**What is needed:** Please quote verbatim the lines of the entries below, from the line containing "point: black keyboard" through the end of the entries, both ends included.

>> start Listed records

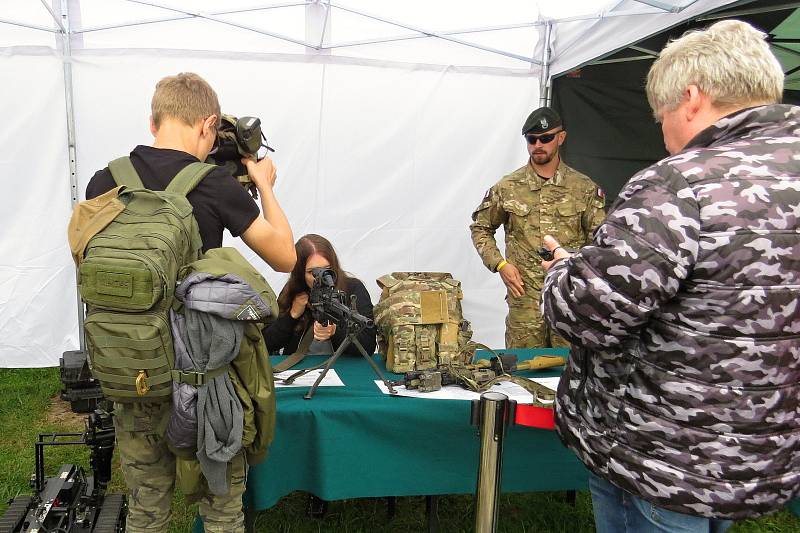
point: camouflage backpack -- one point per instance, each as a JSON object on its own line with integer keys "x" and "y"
{"x": 127, "y": 273}
{"x": 419, "y": 321}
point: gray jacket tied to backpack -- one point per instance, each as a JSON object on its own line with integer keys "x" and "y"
{"x": 207, "y": 413}
{"x": 683, "y": 386}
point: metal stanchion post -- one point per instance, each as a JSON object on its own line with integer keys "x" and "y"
{"x": 492, "y": 414}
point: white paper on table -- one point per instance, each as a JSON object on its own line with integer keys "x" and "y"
{"x": 455, "y": 392}
{"x": 331, "y": 379}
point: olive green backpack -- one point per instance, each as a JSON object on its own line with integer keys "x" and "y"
{"x": 420, "y": 323}
{"x": 127, "y": 277}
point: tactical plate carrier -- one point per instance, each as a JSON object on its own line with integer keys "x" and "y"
{"x": 419, "y": 321}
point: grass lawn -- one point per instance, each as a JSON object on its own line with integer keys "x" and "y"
{"x": 29, "y": 406}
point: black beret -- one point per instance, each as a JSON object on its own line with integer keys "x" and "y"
{"x": 541, "y": 120}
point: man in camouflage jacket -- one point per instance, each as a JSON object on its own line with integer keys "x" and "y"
{"x": 543, "y": 197}
{"x": 682, "y": 393}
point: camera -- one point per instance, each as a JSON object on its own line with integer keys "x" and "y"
{"x": 238, "y": 138}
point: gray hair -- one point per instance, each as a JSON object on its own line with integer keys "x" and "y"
{"x": 730, "y": 62}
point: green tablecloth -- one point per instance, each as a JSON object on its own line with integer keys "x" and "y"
{"x": 354, "y": 441}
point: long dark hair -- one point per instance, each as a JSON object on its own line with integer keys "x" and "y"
{"x": 305, "y": 247}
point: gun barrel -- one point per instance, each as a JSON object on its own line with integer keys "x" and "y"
{"x": 543, "y": 361}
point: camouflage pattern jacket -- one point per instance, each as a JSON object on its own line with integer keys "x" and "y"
{"x": 684, "y": 384}
{"x": 568, "y": 206}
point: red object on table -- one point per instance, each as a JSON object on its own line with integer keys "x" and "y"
{"x": 533, "y": 416}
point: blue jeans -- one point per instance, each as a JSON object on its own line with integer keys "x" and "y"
{"x": 617, "y": 511}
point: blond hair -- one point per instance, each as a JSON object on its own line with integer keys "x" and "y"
{"x": 186, "y": 97}
{"x": 729, "y": 61}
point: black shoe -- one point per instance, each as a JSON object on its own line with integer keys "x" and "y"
{"x": 317, "y": 507}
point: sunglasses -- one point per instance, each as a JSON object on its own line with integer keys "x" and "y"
{"x": 544, "y": 139}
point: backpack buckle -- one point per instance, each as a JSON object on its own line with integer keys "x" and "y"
{"x": 142, "y": 387}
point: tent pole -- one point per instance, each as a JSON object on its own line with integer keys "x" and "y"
{"x": 545, "y": 80}
{"x": 66, "y": 52}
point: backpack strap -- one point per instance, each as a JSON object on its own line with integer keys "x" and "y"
{"x": 124, "y": 174}
{"x": 188, "y": 178}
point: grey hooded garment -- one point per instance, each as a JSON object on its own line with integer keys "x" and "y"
{"x": 207, "y": 336}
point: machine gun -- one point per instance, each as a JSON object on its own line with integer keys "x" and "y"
{"x": 328, "y": 304}
{"x": 71, "y": 501}
{"x": 482, "y": 374}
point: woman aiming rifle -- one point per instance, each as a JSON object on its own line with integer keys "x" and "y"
{"x": 294, "y": 313}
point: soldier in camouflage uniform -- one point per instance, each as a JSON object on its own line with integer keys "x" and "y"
{"x": 543, "y": 197}
{"x": 681, "y": 394}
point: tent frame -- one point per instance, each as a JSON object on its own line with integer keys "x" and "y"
{"x": 317, "y": 26}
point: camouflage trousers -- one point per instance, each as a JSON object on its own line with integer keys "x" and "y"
{"x": 149, "y": 468}
{"x": 525, "y": 325}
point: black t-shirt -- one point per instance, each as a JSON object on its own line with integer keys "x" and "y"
{"x": 218, "y": 201}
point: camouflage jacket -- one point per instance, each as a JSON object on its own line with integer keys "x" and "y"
{"x": 568, "y": 206}
{"x": 684, "y": 384}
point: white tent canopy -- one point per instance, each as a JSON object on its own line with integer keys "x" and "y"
{"x": 390, "y": 120}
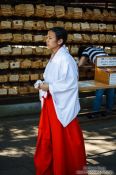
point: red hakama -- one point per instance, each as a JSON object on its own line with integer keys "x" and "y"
{"x": 59, "y": 150}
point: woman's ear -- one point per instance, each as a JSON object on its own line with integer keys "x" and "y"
{"x": 60, "y": 41}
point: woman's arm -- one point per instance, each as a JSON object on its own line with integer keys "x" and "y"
{"x": 44, "y": 86}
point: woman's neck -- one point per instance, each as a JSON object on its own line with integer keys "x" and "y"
{"x": 55, "y": 49}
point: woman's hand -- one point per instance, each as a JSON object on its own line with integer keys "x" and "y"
{"x": 44, "y": 86}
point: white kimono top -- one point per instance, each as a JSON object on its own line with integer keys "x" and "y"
{"x": 62, "y": 76}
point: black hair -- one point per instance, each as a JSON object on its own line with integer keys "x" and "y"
{"x": 80, "y": 51}
{"x": 60, "y": 32}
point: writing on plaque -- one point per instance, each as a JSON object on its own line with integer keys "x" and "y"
{"x": 112, "y": 79}
{"x": 106, "y": 61}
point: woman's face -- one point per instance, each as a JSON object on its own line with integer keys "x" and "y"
{"x": 51, "y": 41}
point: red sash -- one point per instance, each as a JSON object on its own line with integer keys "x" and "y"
{"x": 59, "y": 150}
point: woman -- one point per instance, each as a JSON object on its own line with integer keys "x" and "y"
{"x": 60, "y": 147}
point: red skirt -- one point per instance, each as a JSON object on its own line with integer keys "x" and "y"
{"x": 59, "y": 150}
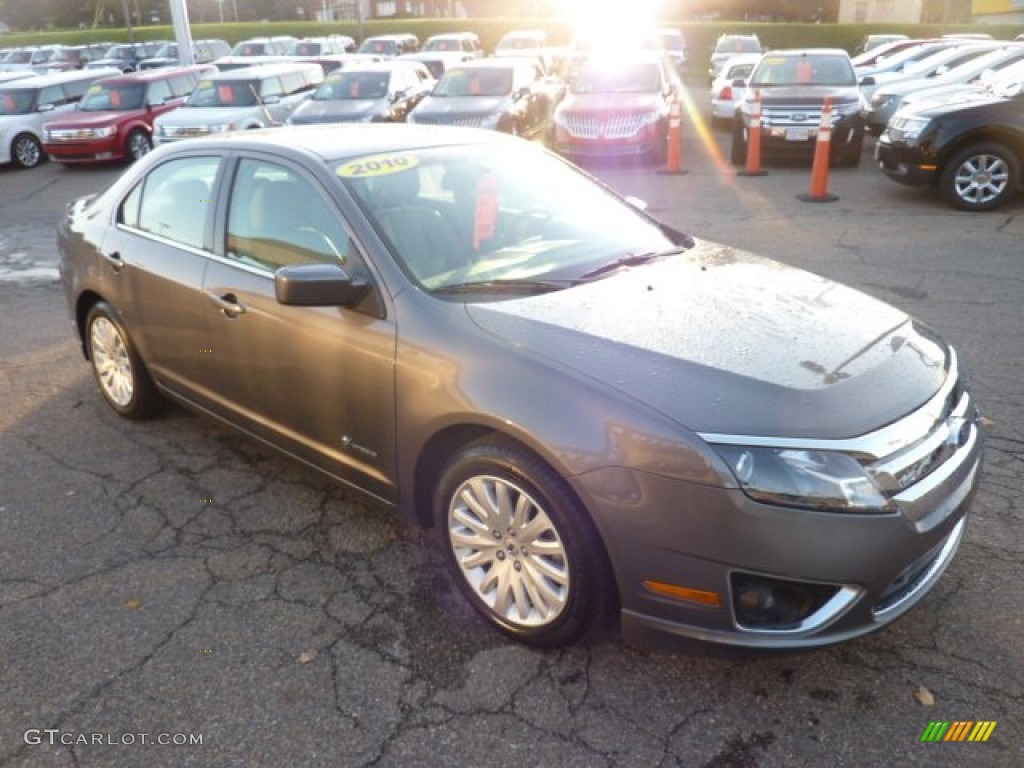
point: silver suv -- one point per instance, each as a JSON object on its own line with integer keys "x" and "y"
{"x": 793, "y": 85}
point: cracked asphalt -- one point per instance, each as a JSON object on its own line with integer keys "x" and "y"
{"x": 174, "y": 594}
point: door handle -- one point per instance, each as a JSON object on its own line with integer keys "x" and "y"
{"x": 227, "y": 304}
{"x": 115, "y": 261}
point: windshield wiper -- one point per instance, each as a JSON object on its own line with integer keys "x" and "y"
{"x": 633, "y": 259}
{"x": 504, "y": 285}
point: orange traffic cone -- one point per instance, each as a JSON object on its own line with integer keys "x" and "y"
{"x": 753, "y": 166}
{"x": 674, "y": 158}
{"x": 818, "y": 192}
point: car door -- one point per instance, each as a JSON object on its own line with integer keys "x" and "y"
{"x": 155, "y": 258}
{"x": 316, "y": 381}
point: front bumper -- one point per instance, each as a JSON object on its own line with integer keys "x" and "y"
{"x": 92, "y": 151}
{"x": 904, "y": 163}
{"x": 863, "y": 570}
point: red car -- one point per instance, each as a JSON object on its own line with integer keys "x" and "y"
{"x": 114, "y": 120}
{"x": 617, "y": 108}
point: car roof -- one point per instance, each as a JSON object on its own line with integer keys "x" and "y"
{"x": 332, "y": 142}
{"x": 264, "y": 70}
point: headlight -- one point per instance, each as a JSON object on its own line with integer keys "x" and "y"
{"x": 906, "y": 127}
{"x": 811, "y": 479}
{"x": 491, "y": 121}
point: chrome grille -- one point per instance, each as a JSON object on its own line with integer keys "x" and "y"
{"x": 614, "y": 126}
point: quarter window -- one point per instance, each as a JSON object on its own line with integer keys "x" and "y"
{"x": 176, "y": 200}
{"x": 279, "y": 218}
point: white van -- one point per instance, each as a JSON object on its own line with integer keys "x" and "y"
{"x": 251, "y": 97}
{"x": 26, "y": 104}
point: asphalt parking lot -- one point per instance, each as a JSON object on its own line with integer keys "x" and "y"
{"x": 173, "y": 594}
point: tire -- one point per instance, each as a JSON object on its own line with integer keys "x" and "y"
{"x": 541, "y": 574}
{"x": 738, "y": 152}
{"x": 26, "y": 151}
{"x": 980, "y": 177}
{"x": 850, "y": 156}
{"x": 117, "y": 367}
{"x": 138, "y": 144}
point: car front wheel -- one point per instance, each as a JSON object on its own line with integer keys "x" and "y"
{"x": 138, "y": 144}
{"x": 520, "y": 547}
{"x": 980, "y": 177}
{"x": 119, "y": 371}
{"x": 27, "y": 152}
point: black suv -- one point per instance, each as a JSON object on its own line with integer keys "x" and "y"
{"x": 793, "y": 85}
{"x": 971, "y": 148}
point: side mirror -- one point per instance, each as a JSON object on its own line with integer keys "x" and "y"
{"x": 317, "y": 285}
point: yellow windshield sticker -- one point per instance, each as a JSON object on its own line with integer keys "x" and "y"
{"x": 379, "y": 165}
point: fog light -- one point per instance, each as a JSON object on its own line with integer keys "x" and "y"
{"x": 765, "y": 603}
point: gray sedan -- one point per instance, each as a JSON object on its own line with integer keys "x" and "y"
{"x": 598, "y": 415}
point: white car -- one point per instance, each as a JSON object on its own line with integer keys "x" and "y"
{"x": 725, "y": 94}
{"x": 251, "y": 97}
{"x": 27, "y": 103}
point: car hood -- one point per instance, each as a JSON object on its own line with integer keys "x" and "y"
{"x": 326, "y": 112}
{"x": 93, "y": 119}
{"x": 461, "y": 104}
{"x": 194, "y": 116}
{"x": 806, "y": 94}
{"x": 610, "y": 103}
{"x": 725, "y": 342}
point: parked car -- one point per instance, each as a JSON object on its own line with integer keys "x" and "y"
{"x": 383, "y": 92}
{"x": 727, "y": 89}
{"x": 241, "y": 99}
{"x": 70, "y": 57}
{"x": 389, "y": 46}
{"x": 454, "y": 42}
{"x": 438, "y": 61}
{"x": 619, "y": 108}
{"x": 793, "y": 85}
{"x": 204, "y": 51}
{"x": 889, "y": 97}
{"x": 727, "y": 46}
{"x": 322, "y": 46}
{"x": 115, "y": 119}
{"x": 740, "y": 452}
{"x": 507, "y": 94}
{"x": 29, "y": 102}
{"x": 971, "y": 148}
{"x": 870, "y": 42}
{"x": 128, "y": 56}
{"x": 264, "y": 46}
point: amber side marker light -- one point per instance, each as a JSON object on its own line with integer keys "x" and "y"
{"x": 700, "y": 597}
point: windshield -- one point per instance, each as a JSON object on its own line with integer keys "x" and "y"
{"x": 804, "y": 70}
{"x": 233, "y": 93}
{"x": 639, "y": 78}
{"x": 16, "y": 102}
{"x": 478, "y": 218}
{"x": 479, "y": 82}
{"x": 113, "y": 97}
{"x": 352, "y": 85}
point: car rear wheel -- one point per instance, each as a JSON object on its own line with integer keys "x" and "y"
{"x": 138, "y": 144}
{"x": 120, "y": 372}
{"x": 738, "y": 152}
{"x": 26, "y": 151}
{"x": 980, "y": 177}
{"x": 520, "y": 547}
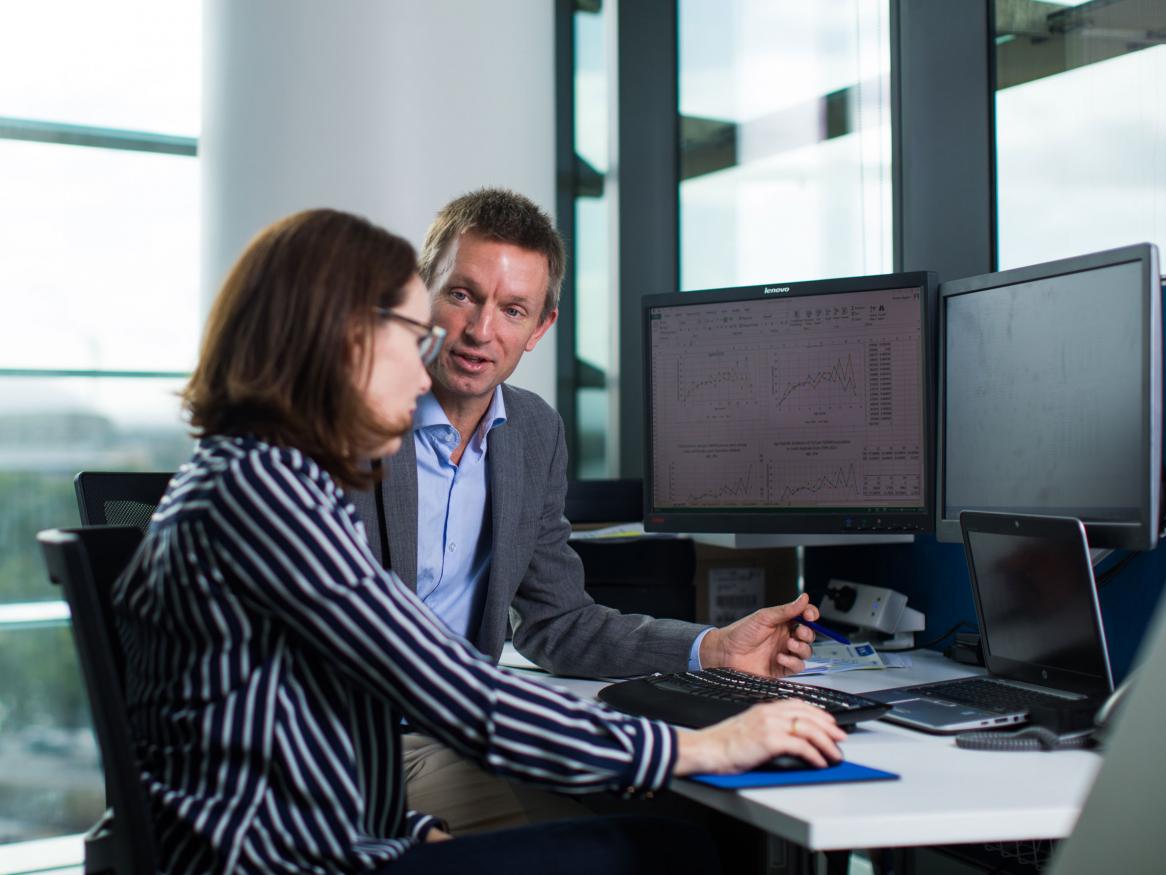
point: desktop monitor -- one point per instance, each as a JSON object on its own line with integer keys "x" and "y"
{"x": 1051, "y": 398}
{"x": 791, "y": 407}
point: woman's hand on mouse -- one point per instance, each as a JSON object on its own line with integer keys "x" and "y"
{"x": 763, "y": 732}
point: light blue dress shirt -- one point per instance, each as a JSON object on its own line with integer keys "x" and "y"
{"x": 454, "y": 529}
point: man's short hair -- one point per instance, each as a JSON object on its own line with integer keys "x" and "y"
{"x": 496, "y": 214}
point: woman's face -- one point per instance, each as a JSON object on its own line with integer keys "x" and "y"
{"x": 397, "y": 378}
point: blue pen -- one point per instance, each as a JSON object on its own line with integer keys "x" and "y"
{"x": 822, "y": 630}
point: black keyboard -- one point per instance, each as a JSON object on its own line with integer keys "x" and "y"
{"x": 994, "y": 695}
{"x": 700, "y": 699}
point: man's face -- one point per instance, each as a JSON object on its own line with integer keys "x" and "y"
{"x": 490, "y": 301}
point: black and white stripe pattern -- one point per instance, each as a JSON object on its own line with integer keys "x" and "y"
{"x": 271, "y": 659}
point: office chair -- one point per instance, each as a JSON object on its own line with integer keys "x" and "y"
{"x": 604, "y": 501}
{"x": 85, "y": 562}
{"x": 119, "y": 498}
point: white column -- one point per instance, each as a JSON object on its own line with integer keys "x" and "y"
{"x": 384, "y": 107}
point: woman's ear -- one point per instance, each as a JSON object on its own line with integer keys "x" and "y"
{"x": 359, "y": 351}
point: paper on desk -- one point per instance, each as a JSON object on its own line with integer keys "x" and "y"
{"x": 829, "y": 657}
{"x": 511, "y": 658}
{"x": 618, "y": 532}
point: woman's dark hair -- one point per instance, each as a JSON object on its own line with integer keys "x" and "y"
{"x": 286, "y": 333}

>> end Listed records

**Solution:**
point: black keyboard -- one point per instance, each as a JSON object on its own line with integer keys "x" and "y"
{"x": 994, "y": 695}
{"x": 700, "y": 699}
point: man's face -- one point per instance, each as a JSON object on its own line with integer keys "x" and "y"
{"x": 490, "y": 301}
point: black and white stripe pattern -- one point per instance, each as a JSON object on its own line with integer keys "x" and "y"
{"x": 271, "y": 659}
point: office chair -- one point per instance, each as a JSON object on its own line with integer keys "x" and "y"
{"x": 604, "y": 501}
{"x": 85, "y": 562}
{"x": 119, "y": 498}
point: white column -- one point per instance, each as a JSON object on its own line with integer keys "x" and "y"
{"x": 384, "y": 107}
point: woman's ear -- one point per instance, each as a JSON object on its own line with integer keys "x" and "y"
{"x": 359, "y": 351}
point: paper on desk -- one point per instance, each as a JSON object on its own line with integer keys "x" and "y"
{"x": 829, "y": 657}
{"x": 511, "y": 658}
{"x": 618, "y": 532}
point: woman's dark hair -- one point per instance, each as a JSON object on its own line with integer keys "x" and "y"
{"x": 286, "y": 333}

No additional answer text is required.